### Supplied entries

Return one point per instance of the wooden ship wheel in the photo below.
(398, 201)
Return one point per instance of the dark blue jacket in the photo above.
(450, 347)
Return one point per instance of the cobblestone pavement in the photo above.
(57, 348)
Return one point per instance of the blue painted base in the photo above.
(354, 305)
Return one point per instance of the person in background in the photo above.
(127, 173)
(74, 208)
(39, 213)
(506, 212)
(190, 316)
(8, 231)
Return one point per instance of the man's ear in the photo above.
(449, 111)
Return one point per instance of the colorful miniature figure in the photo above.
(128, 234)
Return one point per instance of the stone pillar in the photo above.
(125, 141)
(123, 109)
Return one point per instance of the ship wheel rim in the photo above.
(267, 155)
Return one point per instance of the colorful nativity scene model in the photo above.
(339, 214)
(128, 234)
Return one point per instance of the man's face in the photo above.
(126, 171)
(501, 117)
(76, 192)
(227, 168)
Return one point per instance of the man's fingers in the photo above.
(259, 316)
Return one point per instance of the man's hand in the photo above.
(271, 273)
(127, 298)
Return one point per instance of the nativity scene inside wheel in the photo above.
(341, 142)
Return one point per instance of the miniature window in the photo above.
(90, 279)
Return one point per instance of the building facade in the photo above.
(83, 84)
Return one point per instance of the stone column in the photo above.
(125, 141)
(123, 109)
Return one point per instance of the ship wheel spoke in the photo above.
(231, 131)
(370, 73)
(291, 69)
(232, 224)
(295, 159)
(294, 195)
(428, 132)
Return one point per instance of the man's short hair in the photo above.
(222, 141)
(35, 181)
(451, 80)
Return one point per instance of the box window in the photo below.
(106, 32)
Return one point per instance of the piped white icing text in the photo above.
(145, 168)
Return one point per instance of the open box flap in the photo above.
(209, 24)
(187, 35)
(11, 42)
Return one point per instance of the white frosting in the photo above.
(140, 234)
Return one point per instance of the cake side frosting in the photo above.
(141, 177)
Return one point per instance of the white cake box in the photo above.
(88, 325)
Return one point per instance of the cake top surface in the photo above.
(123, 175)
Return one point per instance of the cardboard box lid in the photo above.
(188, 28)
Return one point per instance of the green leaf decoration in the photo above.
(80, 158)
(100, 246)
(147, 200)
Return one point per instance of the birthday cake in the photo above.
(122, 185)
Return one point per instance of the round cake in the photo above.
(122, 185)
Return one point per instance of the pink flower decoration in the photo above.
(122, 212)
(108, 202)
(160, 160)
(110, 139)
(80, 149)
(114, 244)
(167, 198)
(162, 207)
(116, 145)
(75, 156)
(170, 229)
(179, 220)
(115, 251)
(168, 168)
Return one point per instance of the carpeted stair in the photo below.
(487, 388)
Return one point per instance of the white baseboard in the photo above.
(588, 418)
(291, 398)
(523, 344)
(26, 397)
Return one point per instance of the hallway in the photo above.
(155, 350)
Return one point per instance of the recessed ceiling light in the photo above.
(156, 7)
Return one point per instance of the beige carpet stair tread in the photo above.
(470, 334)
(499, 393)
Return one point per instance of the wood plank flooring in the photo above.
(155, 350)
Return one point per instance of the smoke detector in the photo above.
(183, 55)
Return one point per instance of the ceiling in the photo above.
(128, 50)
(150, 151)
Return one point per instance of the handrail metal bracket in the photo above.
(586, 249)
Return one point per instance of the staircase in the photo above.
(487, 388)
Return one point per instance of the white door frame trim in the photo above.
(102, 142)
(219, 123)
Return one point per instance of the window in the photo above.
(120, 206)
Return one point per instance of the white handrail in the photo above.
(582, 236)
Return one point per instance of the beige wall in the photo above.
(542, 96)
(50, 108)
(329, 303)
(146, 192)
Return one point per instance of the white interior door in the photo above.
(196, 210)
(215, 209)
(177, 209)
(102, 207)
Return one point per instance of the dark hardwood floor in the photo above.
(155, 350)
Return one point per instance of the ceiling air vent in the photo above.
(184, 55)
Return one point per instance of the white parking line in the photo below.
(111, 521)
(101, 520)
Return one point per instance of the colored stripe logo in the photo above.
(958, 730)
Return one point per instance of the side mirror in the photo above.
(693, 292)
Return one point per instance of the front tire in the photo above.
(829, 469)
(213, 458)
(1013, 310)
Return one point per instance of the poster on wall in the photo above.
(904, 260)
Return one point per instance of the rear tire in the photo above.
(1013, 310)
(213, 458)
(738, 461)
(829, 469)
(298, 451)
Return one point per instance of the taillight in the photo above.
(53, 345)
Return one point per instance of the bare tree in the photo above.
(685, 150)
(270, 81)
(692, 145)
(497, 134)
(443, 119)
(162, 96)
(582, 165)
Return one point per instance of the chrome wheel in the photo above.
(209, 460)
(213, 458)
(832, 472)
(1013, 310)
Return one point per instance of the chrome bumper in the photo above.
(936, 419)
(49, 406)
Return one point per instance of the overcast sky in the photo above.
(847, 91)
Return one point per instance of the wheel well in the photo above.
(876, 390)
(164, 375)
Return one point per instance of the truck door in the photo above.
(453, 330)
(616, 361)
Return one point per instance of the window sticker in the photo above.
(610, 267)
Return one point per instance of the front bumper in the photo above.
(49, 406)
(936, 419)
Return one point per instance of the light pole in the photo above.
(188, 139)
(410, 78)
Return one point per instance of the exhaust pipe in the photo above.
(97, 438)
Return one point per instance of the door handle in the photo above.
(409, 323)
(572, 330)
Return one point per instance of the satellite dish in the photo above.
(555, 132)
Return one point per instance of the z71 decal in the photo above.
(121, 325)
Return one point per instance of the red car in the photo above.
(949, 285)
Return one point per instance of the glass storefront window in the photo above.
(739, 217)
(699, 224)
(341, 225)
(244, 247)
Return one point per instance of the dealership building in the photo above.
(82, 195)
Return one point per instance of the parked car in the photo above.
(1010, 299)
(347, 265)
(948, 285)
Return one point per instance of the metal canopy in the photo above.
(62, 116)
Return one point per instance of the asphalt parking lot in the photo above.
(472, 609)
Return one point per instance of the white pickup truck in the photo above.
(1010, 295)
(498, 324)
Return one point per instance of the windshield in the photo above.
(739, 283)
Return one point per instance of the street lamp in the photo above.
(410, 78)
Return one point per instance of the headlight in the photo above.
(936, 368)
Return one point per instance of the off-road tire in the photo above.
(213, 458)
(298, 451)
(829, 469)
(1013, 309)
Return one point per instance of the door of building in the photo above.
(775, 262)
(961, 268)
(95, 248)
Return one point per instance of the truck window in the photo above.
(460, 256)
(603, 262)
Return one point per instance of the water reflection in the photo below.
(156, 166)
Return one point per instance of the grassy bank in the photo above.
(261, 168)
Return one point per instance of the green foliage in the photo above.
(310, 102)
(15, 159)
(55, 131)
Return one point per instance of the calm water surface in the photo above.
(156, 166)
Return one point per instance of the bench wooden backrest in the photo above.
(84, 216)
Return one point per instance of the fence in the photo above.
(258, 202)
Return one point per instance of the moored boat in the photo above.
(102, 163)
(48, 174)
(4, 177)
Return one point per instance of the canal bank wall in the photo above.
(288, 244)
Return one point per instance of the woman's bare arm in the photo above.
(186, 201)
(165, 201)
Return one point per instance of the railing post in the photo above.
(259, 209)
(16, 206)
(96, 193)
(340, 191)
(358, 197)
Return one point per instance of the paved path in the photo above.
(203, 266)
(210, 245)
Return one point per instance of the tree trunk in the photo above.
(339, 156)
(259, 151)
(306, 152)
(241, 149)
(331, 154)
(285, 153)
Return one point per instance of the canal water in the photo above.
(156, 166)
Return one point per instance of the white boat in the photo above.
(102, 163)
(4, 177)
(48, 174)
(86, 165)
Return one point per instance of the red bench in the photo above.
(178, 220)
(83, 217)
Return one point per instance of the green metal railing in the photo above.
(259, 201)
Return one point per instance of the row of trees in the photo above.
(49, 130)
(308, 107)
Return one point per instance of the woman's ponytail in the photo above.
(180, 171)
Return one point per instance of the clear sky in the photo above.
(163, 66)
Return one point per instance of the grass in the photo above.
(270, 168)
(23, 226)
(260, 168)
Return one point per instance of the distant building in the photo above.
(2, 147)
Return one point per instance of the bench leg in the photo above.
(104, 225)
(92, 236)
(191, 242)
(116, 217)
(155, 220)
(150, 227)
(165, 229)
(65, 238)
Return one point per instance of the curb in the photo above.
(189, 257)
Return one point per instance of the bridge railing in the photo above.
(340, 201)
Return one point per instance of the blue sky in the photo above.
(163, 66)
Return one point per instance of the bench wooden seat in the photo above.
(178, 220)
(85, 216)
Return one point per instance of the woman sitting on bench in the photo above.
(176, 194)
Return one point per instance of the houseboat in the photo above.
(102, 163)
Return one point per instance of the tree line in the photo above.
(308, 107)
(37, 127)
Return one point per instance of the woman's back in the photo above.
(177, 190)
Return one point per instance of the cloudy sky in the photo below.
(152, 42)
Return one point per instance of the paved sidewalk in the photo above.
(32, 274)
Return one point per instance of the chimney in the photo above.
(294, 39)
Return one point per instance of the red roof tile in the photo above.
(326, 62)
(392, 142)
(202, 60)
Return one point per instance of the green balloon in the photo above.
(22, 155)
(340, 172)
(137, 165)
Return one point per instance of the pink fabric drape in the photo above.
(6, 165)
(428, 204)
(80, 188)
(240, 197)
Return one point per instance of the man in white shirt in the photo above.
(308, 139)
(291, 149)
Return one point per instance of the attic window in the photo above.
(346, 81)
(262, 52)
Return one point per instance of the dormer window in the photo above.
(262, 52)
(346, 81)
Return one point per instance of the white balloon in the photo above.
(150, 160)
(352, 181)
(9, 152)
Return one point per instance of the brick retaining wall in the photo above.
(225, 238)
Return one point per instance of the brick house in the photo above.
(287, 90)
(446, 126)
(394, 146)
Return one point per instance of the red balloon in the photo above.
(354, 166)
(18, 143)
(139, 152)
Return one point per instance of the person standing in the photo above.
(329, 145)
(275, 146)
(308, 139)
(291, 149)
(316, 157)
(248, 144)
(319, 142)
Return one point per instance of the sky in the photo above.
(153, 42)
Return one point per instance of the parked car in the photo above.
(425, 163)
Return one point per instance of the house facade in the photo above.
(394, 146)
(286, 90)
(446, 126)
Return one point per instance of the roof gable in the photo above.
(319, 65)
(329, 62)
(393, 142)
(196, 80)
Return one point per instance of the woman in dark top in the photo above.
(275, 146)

### Prompt
What goes in the answer is the run of lines from the one holding "Return one point per instance of the roof" to the end of the entries, reproduced exactly and with nothing else.

### Result below
Return one point per instance of the roof gable in the photo above.
(319, 65)
(329, 62)
(393, 142)
(196, 80)
Return one point per instance of the woman in dark top in the photo above.
(275, 146)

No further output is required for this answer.